The lakehouse solution of MaxCompute has the following limits:
  • Only the China (Hangzhou), China (Shanghai), and China (Beijing) regions support the lakehouse solution.
  • MaxCompute can be deployed in a different region from OSS or DLF, but OSS and DLF must be deployed in the same region.

Step 1: Obtain the MaxCompute client that supports the lakehouse solution

Download the MaxCompute client that supports the lakehouse solution. Then, install and configure the MaxCompute client.

For more information about how to install and configure the MaxCompute client, see Install and configure the MaxCompute client.

Step 2: Create a metadatabase and a metadata table in DLF

Create a metadatabase and a metadata table in DLF to store the metadata of the OSS data file.

  1. Log on to the DLF console. In the top navigation bar, select the region where OSS is deployed, such as China (Shanghai).
  2. Create a metadatabase, for example, a metadatabase named shanghai.
    1. In the left-side navigation pane, choose Metabase.
    2. On the Metabase page, click Add MetaBase.
    3. In the Create Metabase dialog box, set the parameters for the metadatabase.
      Create Metabase
      Parameter Required Description Example
      Metabase name Yes The name of the metadatabase that you want to create. The name must be 1 to 128 characters in length, and can contain only letters, digits, and underscores (_). It must start with a letter. shanghai
      Metabase description No The description of the metadatabase that you want to create. Associate DLF with OSS to implement the lakehouse solution.
      Select path Yes The OSS directory in which the data file is saved. The directory must be in the oss://<Bucket name>/<OSS directory name>/ format. oss://mc-dlf-oss/mc-dlf/
    4. Click Determine.
      Metabase
  3. Create a metadata table, for example, sh_rt.
    1. On the Metabase page, find the metadatabase and click Table in the Operation column.
    2. On the Meta data table page, click Create table.
    3. On the Create metadata table page, configure the basic information of the metadatabase table.
      Create metadata table
      Parameter Required Description Example
      Metadata table name Yes The name of the metadata table. The name must be 1 to 128 characters in length, and can contain only letters, digits, and underscores (_). It must start with a letter. sh_rt
      Metabase Yes The name of the metadatabase. Select the metadatabase that you created from the drop-down list. shanghai
      Data storage location Yes The OSS directory in which the data file is saved. The directory must be in the oss://<Bucket name>/<OSS directory name>/ format. oss://mc-dlf-oss/mc-dlf/
      Data format Yes The format of the OSS data file. Select a format from the drop-down list. Valid values:
      • AVRO
      • CSV
      • JSON
      • PARQUET
      • ORC
      CSV
      Meta data table description No The description of the metadata table. Associate DLF with OSS to implement the lakehouse solution.

·····

*Directive*
Print the part of the MaxCompute lakehouse guide from "3. In the Create" up to and including "4. Click Determine.", word for word.

*Supplied information*
·····

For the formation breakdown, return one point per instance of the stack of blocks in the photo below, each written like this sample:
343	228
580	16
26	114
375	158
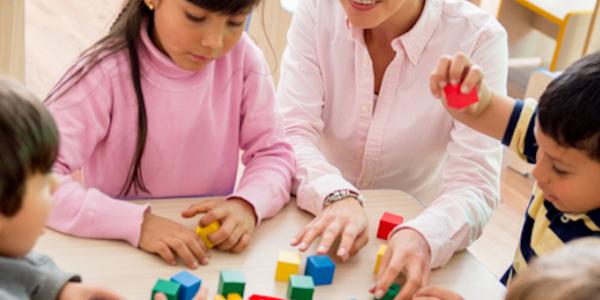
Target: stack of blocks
231	282
183	286
203	232
300	288
320	268
288	263
391	293
380	253
387	223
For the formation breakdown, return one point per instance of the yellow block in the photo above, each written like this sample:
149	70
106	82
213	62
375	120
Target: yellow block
379	256
234	297
203	232
288	263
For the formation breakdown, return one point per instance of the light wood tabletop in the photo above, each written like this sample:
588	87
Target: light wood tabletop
132	272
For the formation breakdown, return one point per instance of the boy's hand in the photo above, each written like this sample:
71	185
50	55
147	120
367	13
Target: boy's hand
459	70
73	291
237	220
168	238
345	219
407	252
434	292
201	295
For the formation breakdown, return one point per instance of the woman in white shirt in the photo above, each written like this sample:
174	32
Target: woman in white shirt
354	91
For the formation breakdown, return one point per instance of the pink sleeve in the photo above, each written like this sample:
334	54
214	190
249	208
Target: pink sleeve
82	117
471	175
268	158
301	96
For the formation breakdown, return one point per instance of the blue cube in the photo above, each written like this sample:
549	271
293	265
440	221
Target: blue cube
190	284
320	268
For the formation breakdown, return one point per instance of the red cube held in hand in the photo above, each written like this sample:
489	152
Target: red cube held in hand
458	100
388	222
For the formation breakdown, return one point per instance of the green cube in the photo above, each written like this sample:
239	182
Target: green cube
231	282
301	287
391	293
169	288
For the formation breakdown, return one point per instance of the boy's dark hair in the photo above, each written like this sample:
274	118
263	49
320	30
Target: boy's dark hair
569	109
28	143
125	34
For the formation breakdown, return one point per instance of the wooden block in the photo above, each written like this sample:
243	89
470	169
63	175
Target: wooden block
169	288
203	232
231	282
458	100
387	223
380	253
288	263
190	284
301	287
391	293
321	268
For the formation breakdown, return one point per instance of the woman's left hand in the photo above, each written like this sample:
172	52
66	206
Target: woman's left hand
407	252
236	217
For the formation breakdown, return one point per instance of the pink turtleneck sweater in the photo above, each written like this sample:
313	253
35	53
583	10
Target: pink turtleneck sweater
198	121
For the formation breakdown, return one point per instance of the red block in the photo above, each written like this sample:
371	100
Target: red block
387	222
261	297
458	100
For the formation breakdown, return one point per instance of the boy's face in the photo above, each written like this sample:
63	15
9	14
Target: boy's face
20	232
567	176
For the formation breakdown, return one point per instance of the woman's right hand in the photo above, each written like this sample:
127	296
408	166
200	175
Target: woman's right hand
460	70
345	218
170	239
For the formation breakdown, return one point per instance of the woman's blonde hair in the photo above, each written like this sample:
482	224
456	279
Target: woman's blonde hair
572	272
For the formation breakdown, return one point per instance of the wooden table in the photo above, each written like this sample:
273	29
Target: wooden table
133	272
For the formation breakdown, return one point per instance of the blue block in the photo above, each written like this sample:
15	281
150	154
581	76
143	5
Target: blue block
320	268
190	284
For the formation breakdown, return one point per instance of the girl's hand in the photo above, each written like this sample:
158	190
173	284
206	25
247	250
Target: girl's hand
345	219
168	238
407	252
434	292
237	219
460	70
201	295
72	291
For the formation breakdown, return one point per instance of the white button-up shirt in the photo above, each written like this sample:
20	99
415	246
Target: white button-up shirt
345	137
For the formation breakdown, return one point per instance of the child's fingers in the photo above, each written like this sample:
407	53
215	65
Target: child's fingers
232	240
458	67
199	208
224	232
242	244
329	235
180	247
472	80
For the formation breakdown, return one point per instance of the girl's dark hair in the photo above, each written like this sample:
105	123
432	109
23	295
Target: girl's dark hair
29	143
124	34
569	109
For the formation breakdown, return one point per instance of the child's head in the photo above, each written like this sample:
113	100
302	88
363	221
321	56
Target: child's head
28	148
568	136
190	32
572	272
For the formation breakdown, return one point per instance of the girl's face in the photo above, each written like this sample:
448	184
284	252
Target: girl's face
192	36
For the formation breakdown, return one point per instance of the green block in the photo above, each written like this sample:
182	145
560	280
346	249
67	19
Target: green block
231	282
391	293
169	288
301	287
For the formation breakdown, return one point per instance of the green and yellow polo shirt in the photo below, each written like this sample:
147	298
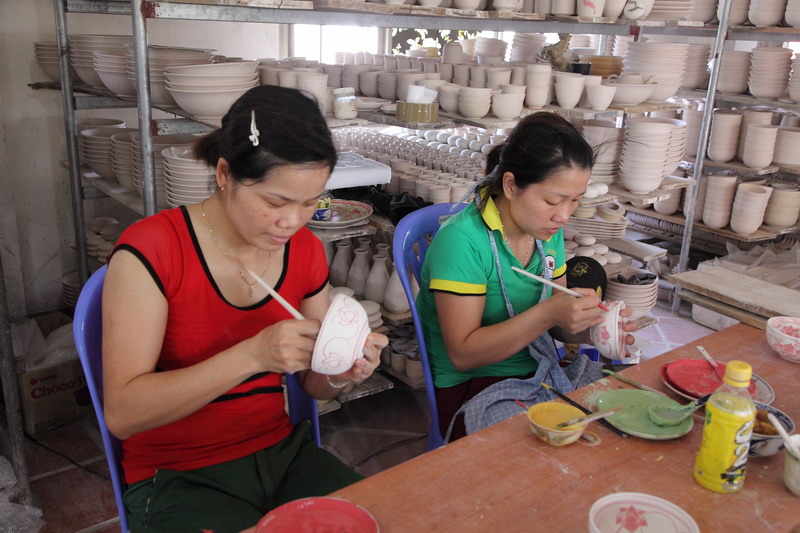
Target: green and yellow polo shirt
460	261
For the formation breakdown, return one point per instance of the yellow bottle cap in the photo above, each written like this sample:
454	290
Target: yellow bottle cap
737	374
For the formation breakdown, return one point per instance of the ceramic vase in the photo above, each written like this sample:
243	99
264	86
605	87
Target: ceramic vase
394	299
378	277
359	270
340	265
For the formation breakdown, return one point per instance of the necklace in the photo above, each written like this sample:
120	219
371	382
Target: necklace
234	263
530	246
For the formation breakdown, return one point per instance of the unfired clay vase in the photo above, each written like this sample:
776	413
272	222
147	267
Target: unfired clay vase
378	277
340	265
359	270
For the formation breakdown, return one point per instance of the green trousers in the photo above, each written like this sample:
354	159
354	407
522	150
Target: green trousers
235	495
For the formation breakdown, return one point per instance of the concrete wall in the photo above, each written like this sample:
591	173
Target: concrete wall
36	225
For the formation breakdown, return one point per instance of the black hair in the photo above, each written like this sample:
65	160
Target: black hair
292	131
540	144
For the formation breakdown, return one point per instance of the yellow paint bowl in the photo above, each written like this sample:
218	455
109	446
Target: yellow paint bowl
544	417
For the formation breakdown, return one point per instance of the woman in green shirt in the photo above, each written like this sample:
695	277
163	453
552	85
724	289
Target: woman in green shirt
482	321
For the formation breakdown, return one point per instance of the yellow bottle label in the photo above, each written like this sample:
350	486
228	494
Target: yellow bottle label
722	459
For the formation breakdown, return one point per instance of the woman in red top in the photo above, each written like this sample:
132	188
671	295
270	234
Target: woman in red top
194	349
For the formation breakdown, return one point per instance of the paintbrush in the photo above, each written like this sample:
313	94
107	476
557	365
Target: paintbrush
573	403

·····

*Answer for the task*
3. In the Create Metabase dialog box, set the parameters for the metadatabase.
      Create Metabase
      Parameter Required Description Example
      Metabase name Yes The name of the metadatabase that you want to create. The name must be 1 to 128 characters in length, and can contain only letters, digits, and underscores (_). It must start with a letter. shanghai
      Metabase description No The description of the metadatabase that you want to create. Associate DLF with OSS to implement the lakehouse solution.
      Select path Yes The OSS directory in which the data file is saved. The directory must be in the oss://<Bucket name>/<OSS directory name>/ format. oss://mc-dlf-oss/mc-dlf/
    4. Click Determine.